Your objective
Can you update the Texas bluebonnet passage from "Turner, Kathryn G.;" to "texensis) [Dataset]. Dryad." so that "Zenodo" appears in place of "Dryad"?

Exercise passage
Turner, Kathryn G.; Huang, Daisie I.; Cronk, Quentin C.B.; Rieseberg, Loren H. (2017). Data from: Homogenization of populations in the wildflower Texas bluebonnet (Lupinus texensis) [Dataset]. Dryad.


Wildflowers seeds are routinely spread along highways and thoroughfares throughout North America as part of federal beautification policy, but the genetic effect of the introduction of these cultivated populations on wild populations of the same species is unknown. Interbreeding may occur between these seeded and wild populations, resulting in several possible outcomes. Here we sample 187 individuals in 12 matched pairs of neighboring wild and seeded populations of the Texas bluebonnet (Lupinus texensis), a species popular in commercially available wildflower seed mixes used by both the Texas Department of Transportation and the public. We use genotyping by sequencing to identify 11,741 genome-wide single nucleotide polymorphisms, as well as a smaller number of SNPs from the chloroplast genome, to analyze population structure and genetic diversity within and between the populations. We find a striking lack of population structure both between wild and seeded populations and amongst wild populations. STRUCTURE analyses indicate that all populations are apparently panmictic. This pattern may be explained by extensive swamping of wild populations by seeded germplasm and increased dispersal of semi-domesticated seed across this species’ core native range by humans. We discuss the possible negative and positive ramifications of homogenization on the evolutionary future of this popular wildflower species.

Data extract

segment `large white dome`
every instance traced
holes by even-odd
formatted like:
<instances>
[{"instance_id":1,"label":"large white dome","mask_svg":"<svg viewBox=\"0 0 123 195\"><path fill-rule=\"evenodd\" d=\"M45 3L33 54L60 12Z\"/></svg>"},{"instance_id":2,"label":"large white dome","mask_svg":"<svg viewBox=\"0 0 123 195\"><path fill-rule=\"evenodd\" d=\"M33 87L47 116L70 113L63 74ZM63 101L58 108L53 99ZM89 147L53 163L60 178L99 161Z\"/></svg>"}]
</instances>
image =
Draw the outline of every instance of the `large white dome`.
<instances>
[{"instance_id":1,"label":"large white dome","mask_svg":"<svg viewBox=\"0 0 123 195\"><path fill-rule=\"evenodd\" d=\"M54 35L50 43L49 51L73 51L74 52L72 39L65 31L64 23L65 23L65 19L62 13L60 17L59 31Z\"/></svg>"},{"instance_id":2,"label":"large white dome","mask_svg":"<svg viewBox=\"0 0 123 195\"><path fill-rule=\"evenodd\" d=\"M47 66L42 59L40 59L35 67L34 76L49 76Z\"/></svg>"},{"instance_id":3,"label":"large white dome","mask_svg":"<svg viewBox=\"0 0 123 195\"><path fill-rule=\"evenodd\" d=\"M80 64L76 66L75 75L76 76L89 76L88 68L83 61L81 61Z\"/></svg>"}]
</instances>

Reply
Turner, Kathryn G.; Huang, Daisie I.; Cronk, Quentin C.B.; Rieseberg, Loren H. (2017). Data from: Homogenization of populations in the wildflower Texas bluebonnet (Lupinus texensis) [Dataset]. Zenodo.